DATASET RECORDS:
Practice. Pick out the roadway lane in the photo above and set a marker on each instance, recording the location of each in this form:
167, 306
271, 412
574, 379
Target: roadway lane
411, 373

EXERCISE INSTRUCTIONS: Print out all the entries above exactly.

SOLVED PROBLEM:
Practice. Pick out the roadway lane in the photo above and set a marker on each instance, recording the location of each in this form:
167, 306
271, 412
574, 379
Target: roadway lane
411, 373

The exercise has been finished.